### Data for processing
+--
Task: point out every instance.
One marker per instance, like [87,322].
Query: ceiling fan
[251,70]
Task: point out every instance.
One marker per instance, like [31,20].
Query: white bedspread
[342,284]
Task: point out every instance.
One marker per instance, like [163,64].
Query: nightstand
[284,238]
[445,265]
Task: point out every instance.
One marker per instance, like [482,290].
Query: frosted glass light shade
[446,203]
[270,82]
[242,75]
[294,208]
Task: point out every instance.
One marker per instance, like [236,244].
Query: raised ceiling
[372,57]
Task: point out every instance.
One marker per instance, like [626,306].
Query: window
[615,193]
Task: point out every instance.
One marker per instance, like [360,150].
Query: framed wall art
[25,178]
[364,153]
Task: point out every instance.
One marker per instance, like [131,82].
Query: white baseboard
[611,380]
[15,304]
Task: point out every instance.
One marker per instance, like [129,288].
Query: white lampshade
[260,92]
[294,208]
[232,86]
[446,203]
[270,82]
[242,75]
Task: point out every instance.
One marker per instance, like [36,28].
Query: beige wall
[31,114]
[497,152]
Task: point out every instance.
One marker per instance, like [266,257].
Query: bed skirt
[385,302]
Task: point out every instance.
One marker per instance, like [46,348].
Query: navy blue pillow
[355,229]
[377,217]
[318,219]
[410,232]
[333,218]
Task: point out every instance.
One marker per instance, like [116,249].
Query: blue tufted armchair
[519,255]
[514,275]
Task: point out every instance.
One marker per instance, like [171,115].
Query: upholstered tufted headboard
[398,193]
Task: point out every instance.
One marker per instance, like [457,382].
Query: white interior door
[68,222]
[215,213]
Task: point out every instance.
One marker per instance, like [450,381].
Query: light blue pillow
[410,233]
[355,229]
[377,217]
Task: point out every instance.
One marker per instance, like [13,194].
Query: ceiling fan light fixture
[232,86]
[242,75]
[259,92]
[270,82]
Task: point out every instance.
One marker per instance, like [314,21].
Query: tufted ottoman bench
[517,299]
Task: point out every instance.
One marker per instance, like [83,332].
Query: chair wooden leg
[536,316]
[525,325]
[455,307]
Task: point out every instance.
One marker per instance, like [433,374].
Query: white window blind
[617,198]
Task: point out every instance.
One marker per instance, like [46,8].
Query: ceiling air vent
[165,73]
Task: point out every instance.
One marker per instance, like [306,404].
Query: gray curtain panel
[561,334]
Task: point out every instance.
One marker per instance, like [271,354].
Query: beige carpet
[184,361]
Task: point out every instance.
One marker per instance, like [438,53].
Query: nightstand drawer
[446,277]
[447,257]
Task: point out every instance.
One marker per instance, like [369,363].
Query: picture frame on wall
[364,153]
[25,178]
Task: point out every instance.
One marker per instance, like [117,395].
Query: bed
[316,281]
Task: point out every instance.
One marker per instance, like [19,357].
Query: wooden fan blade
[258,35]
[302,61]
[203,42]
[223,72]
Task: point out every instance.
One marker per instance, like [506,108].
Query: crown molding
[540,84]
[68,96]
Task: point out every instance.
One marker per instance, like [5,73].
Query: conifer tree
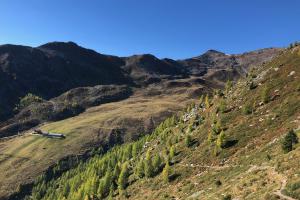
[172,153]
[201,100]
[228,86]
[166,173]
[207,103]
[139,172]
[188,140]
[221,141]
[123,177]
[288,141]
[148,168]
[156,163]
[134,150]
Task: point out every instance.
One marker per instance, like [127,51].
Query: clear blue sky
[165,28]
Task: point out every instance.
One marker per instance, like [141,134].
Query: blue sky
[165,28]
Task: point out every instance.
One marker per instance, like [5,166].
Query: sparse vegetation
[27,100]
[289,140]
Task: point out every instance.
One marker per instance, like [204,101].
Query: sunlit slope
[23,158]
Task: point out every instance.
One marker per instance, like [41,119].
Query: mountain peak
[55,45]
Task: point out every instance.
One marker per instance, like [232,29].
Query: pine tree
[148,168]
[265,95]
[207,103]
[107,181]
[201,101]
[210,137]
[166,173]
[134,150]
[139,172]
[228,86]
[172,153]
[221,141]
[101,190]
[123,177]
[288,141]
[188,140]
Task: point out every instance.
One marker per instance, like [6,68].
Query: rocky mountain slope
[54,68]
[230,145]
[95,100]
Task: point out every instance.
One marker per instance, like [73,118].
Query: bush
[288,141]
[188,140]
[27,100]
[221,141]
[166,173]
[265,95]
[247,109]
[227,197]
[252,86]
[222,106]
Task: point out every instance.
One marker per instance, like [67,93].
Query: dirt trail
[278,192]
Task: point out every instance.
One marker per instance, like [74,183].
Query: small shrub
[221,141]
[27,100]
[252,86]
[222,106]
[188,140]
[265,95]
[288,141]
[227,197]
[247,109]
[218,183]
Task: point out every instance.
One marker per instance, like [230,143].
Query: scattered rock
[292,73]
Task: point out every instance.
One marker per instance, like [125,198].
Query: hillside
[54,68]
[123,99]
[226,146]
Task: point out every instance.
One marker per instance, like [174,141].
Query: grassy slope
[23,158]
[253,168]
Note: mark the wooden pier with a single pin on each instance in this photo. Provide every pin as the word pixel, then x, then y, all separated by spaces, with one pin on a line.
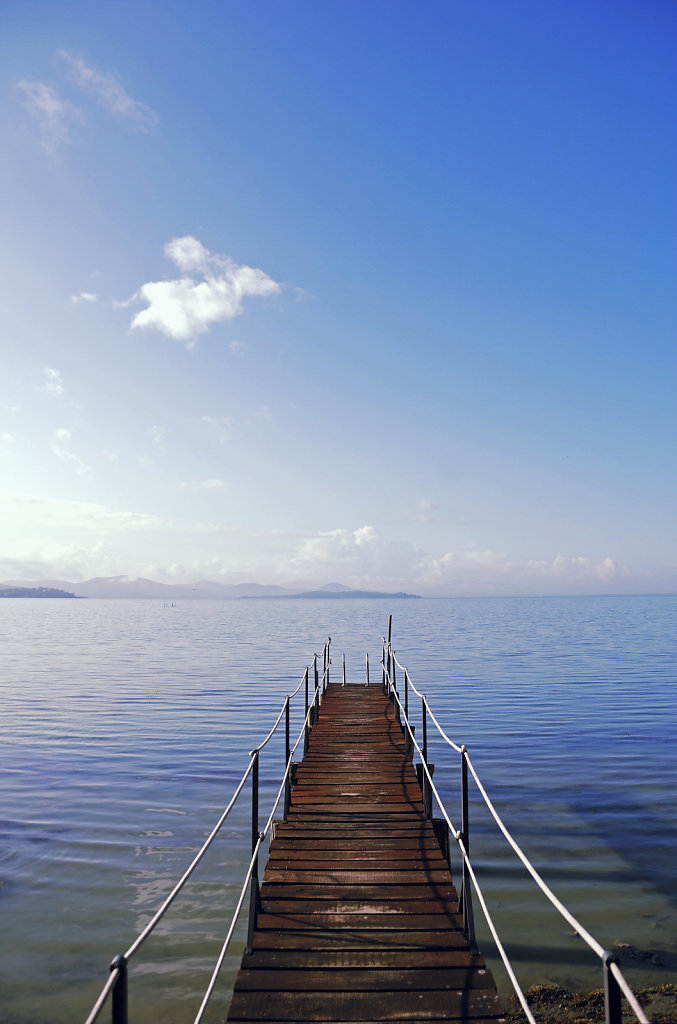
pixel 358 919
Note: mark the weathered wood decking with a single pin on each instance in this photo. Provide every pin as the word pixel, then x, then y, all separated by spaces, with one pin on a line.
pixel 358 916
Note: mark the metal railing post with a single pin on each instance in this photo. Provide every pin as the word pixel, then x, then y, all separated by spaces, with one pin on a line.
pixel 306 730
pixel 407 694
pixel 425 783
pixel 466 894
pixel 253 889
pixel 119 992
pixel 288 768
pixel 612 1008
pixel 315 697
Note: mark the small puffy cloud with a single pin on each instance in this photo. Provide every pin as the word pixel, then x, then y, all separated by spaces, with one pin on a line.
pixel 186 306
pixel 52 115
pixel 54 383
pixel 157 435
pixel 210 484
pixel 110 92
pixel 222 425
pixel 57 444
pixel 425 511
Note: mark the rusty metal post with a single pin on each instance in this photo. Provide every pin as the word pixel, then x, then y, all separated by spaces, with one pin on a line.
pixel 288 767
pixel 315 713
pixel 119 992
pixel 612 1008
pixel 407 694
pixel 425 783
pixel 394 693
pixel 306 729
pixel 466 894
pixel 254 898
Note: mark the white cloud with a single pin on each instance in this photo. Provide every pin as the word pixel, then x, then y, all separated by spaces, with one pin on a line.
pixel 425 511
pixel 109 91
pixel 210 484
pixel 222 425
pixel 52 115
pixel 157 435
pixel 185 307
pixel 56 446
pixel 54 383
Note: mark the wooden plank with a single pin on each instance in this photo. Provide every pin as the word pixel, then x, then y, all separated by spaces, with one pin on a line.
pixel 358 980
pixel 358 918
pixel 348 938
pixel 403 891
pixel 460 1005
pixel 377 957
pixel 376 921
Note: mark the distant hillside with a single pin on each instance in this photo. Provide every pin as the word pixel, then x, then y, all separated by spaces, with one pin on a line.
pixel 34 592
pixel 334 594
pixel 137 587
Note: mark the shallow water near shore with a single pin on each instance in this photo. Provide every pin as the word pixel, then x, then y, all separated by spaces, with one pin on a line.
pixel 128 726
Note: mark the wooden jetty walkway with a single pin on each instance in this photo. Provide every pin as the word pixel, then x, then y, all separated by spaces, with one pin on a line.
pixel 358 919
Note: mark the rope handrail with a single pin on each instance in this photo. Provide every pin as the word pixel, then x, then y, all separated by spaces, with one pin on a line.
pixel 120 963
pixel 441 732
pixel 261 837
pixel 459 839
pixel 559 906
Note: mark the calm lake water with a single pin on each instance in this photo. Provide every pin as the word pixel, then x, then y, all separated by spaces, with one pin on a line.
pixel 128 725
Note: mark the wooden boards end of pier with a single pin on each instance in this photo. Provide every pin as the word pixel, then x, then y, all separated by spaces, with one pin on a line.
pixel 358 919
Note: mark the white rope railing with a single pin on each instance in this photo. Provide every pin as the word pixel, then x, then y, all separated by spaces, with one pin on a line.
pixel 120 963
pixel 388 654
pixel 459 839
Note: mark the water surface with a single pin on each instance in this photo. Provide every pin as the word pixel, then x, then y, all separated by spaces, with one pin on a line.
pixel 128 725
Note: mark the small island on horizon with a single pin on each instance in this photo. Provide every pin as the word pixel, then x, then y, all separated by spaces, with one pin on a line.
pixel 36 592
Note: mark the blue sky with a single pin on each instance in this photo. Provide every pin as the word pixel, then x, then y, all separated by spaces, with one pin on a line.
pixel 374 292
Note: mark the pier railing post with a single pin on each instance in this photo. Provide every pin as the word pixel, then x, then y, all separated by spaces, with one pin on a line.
+--
### Job
Starting with the line that contains "Note: mark the water" and going on through the last of the lines, switch "small island on horizon" to "distant island" and write those lines out again with nothing else changed.

### Response below
Note: mark the water surface with a single pin on each instance in this photo. Provide every pin as the word pixel, then x, then y, all separated by spaces, with one pin on a line.
pixel 128 725
Note: mark the distant island with a single pin on each instance in this photo. Provide every pin as the word pixel, then x, then y, all separated by spaces, with one pin on a line.
pixel 36 592
Note: mark the blue sky with a single pin on each instance in this photo. Provide every pin as the word pixel, then x, then y, all separated by spaces, with one pin on a line.
pixel 374 292
Note: mark the pier railing post with a single pin on each instance in this photo. Provide every pin as the word pixel, then x, then y, all separated by spaces, with one pin on a line.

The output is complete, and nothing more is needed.